### THE EXERCISE
Please copy the lines below word for word, leaving out the pictures.

### TASK INPUT
++++++++++

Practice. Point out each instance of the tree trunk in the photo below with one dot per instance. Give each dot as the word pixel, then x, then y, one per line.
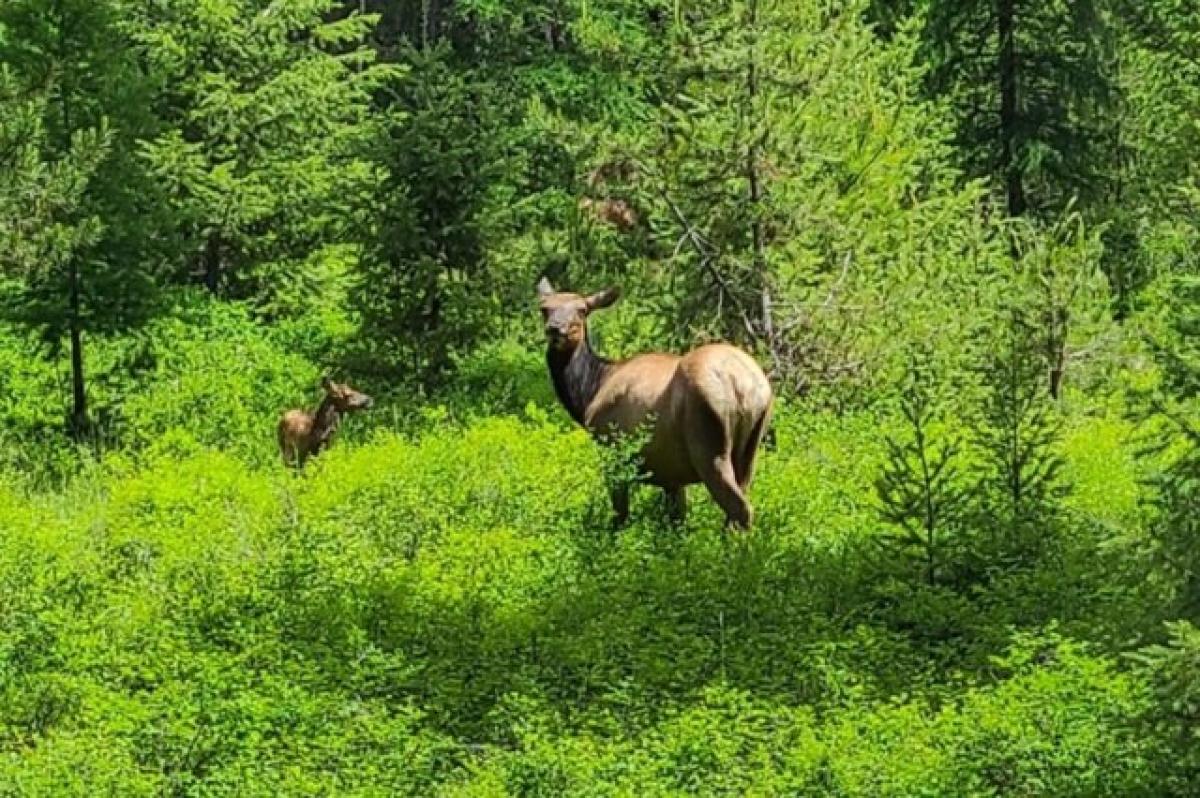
pixel 1009 120
pixel 213 263
pixel 79 420
pixel 766 323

++++++++++

### RIGHT ANSWER
Practice. Point out each instance of the tree trunk in the photo below with one dot per instance. Give each dot as the word pixel, then x, then y, one per line.
pixel 1009 120
pixel 213 263
pixel 79 420
pixel 766 323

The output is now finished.